======== READING TEXT ========

Job Flows in Oregon: Pandemic Decline

by William Burchard

September 9, 2021

In March and April of 2020, Oregon lost 286,000 nonfarm payroll jobs. That’s a whopping loss of 14.5%. These losses affected the economy, and still do, in ways we can’t fully understand.

As more data have become available from partners at the U.S. Census Bureau, workers who changed jobs during the second quarter of 2020 can be tracked. In other words, if someone in Washington’s leisure and hospitality sector moved to Oregon’s manufacturing sector, the data would reflect the move. The latest quarter of available data for is the second quarter of 2020 – when the pandemic losses hit.

The data from the U.S. Census Bureau can shine light on what happened to movement between jobs during the tumultuous second quarter of 2020. The data reflect significant changes both within Oregon and between its neighboring states. This article will focus on the decline in job movement between states, movement by age, and job flows within Oregon.

Job Flows Between States

Each year, significant job flows occur between Oregon, Washington, and California. These flows are also rather predictable. During the second quarter of 2020, when large pandemic losses hit the entire country, job flows into and out of Oregon dropped significantly.

This section focuses on two figures: net job gains/losses, and total job flows. Net job gains/losses remained little changed in the second quarter of 2020, but total flows declined by thousands.

========

● **REQUIRED WORK**
1. According to the article on Oregon job flows, how many nonfarm payroll jobs did Oregon lose in March and April of 2020?
2. Can you rewrite the paragraph beginning "Each year, significant job flows occur" in the article on Oregon job flows more briefly, keeping its main facts?
3. Write the next part of the article on Oregon job flows, picking up after its final sentence.

======== DATASET EXTRACT ========

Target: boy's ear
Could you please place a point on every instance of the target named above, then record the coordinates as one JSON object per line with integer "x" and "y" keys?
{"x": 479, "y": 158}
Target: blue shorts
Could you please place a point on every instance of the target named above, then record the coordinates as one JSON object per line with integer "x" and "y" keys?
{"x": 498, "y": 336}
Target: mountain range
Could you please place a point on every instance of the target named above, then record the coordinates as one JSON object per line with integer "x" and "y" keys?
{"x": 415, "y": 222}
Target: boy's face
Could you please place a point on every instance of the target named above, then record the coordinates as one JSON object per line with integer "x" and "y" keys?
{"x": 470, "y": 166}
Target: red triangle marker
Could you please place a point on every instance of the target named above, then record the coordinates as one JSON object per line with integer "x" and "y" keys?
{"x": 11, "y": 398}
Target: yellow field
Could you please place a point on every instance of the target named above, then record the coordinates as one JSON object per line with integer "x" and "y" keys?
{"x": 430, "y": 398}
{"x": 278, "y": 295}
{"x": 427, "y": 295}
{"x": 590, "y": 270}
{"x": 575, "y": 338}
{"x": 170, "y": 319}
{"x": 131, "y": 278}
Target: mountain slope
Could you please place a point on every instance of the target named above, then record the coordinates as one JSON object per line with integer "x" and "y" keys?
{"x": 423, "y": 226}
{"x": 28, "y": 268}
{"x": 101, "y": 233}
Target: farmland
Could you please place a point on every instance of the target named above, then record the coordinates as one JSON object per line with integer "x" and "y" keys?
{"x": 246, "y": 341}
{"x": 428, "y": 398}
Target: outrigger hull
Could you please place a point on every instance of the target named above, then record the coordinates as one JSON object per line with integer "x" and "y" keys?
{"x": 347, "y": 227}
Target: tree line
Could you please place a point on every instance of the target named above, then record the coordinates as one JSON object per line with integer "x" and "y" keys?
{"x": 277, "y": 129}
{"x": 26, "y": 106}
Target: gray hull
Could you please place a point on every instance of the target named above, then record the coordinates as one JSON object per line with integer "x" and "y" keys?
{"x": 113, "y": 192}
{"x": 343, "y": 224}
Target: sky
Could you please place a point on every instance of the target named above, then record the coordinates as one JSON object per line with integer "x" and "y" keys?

========

● **PER-TASK ANSWERS**
1. 286,000 jobs, a loss of 14.5%.

2. Large, fairly predictable job flows occur each year between Oregon, Washington, and California, but they dropped sharply in the second quarter of 2020 as pandemic losses hit the whole country.

3.
From 2015 to 2019 (measured by second quarter flows), job movement from Washington to Oregon ranged from about 5,000 to 5,400 with an average of 5,300. In the second quarter of 2020, this figure was just 3,600. Moving the other way, an average of 6,000 workers moved from jobs in Oregon to jobs in Washington from 2015 to 2019. In 2020, this figure was 4,700.

This means that between the second quarters of 2019 and of 2020, about 1,100 more workers from Oregon moved to Washington than the reverse. This figure has trended up and was similar to that in 2019, making it tough to attribute to the pandemic.

In the California and Oregon relationship, from the second quarters of 2019 to 2020, similar drops occurred. About 5,000 jobs usually flow from Oregon to California in the second quarter. In 2020, this figure was just 4,000. In the other direction, Oregon usually sees movement of about 2,500 in the direction of California, and that figure dropped to 1,800 in 2020. This leaves a net 2,200 movement from California to Oregon.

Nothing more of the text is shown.